### DIRECTION
Starting with the line that contains "the backhoe cab" and going on through the end of the entries, write out those lines again, requests included, and nothing else. Scale every coordinate in the answers by 0.6 and round each result to a whole number, with halves rounding up.

*** DATA TO USE

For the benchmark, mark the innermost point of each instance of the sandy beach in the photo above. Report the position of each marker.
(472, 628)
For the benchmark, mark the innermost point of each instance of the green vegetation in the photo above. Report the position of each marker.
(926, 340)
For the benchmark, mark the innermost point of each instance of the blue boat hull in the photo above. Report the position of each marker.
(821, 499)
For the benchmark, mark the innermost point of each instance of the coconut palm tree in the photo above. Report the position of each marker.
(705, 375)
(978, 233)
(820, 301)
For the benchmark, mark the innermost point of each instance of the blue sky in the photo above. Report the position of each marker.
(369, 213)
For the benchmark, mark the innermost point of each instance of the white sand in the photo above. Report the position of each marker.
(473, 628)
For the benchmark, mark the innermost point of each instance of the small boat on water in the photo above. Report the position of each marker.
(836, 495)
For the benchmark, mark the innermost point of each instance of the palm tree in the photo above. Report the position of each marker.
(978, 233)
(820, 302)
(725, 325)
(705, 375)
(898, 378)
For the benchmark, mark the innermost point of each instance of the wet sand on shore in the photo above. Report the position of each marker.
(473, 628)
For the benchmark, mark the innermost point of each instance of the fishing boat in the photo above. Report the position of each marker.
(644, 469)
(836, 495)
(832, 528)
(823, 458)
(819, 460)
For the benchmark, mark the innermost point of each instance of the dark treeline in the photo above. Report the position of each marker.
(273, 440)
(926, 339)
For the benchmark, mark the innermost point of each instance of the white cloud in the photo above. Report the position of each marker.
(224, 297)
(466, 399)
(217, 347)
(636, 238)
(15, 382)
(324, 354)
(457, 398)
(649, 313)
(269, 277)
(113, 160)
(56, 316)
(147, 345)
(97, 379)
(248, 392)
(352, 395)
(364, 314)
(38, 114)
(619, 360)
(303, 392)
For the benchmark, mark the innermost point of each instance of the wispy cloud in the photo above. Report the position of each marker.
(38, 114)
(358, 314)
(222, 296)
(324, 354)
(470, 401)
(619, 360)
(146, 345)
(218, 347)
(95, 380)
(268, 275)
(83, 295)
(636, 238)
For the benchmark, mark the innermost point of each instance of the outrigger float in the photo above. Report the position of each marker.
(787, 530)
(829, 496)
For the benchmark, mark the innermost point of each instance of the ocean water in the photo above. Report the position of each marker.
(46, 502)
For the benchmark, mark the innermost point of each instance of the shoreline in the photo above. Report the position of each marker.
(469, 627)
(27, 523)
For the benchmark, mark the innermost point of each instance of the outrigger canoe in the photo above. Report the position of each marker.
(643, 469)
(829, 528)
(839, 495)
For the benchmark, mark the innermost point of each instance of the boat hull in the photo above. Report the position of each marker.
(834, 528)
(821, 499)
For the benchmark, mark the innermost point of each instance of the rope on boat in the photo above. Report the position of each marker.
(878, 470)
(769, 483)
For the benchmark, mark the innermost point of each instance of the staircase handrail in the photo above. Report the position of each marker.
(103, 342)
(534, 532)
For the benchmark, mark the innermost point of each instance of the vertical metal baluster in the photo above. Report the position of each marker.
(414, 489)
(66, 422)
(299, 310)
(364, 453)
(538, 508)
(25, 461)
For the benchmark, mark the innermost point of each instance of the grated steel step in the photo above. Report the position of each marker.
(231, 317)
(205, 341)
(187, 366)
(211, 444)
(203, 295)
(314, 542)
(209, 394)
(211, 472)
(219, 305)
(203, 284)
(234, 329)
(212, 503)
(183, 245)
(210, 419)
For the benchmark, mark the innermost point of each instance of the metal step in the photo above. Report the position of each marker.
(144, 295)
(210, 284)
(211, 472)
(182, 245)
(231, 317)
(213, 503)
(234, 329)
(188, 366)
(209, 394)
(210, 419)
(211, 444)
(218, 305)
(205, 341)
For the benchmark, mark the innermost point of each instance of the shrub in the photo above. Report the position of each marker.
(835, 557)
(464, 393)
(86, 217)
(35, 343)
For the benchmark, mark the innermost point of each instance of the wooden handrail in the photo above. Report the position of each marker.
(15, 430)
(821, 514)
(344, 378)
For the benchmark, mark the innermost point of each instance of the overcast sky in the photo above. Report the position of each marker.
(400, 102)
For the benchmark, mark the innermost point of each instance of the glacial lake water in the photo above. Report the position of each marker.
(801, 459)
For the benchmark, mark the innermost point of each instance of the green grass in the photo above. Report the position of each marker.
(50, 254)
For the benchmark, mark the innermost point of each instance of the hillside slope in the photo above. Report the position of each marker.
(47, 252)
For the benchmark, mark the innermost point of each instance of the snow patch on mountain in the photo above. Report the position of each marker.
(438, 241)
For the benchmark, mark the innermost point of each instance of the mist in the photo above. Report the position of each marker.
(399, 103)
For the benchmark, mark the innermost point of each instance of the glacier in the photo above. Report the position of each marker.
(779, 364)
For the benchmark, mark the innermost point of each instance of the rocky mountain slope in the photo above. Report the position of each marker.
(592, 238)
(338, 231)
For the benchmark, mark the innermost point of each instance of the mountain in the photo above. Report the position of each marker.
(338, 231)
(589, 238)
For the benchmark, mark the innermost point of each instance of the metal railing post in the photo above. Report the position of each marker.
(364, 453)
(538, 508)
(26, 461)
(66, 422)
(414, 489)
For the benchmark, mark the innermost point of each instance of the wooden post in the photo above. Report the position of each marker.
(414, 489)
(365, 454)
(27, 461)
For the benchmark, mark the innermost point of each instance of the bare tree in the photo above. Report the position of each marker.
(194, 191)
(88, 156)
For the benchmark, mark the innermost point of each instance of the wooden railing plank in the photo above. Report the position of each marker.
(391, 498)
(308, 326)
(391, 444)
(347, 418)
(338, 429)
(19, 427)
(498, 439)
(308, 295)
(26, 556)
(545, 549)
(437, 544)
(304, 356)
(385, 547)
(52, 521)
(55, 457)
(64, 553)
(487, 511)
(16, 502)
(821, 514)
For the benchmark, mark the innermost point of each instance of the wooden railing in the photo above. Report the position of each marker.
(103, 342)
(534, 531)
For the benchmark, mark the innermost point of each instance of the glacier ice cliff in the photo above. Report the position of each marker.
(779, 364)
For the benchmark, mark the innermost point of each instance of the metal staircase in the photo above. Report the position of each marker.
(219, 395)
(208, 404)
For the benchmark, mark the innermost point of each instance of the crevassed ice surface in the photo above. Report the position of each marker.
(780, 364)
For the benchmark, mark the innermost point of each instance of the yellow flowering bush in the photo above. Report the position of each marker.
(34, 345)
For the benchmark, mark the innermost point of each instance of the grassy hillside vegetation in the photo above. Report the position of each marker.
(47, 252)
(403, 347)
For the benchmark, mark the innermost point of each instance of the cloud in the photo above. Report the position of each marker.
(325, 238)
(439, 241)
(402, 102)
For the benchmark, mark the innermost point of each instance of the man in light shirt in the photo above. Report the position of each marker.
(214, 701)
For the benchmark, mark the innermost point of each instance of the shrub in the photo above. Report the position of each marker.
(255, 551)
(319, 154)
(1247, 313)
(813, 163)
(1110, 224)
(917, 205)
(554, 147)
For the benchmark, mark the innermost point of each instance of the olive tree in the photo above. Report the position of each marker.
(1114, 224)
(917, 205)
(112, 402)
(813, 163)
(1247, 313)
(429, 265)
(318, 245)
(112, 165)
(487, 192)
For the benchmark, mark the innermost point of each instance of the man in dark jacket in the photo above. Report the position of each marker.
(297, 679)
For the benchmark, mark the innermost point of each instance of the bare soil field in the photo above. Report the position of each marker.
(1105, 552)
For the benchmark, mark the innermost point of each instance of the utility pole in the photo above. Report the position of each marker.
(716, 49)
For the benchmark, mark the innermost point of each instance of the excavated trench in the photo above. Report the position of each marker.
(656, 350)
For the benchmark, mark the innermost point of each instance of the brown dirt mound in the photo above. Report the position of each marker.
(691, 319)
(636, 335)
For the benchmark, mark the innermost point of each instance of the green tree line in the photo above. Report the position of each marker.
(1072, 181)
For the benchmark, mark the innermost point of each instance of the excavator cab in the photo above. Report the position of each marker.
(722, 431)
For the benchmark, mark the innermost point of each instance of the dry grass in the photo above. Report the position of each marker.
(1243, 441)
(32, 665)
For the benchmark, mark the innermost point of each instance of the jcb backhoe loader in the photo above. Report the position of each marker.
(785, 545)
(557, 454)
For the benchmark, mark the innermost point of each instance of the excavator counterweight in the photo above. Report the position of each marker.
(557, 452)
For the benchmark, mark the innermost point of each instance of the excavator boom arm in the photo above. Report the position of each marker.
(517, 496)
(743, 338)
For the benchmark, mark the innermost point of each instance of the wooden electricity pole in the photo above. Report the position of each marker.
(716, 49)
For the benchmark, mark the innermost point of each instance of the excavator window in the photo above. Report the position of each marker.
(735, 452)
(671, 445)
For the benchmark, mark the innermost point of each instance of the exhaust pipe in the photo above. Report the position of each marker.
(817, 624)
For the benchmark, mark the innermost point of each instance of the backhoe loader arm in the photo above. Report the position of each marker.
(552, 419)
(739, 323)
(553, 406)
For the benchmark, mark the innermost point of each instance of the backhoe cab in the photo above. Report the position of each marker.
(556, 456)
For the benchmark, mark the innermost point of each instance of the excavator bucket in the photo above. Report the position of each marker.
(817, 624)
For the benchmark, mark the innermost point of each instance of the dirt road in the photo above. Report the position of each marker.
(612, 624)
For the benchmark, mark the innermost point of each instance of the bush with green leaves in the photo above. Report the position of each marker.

******

### WRITTEN SOLUTION
For the benchmark, mark the innermost point of each instance of the backhoe cab in the photo above. Report the position of each marker.
(334, 274)
For the benchmark, mark the innermost point of each instance of the excavator bucket in the photo above. Report the position of each marker.
(490, 374)
For the benchmark, mark the innermost point of each instance of the dirt road in the photo above. Report the position of each marker.
(367, 374)
For the benchmark, mark the innermost point of each instance of the bush with green leaves in the photo above. Report the position of each marker.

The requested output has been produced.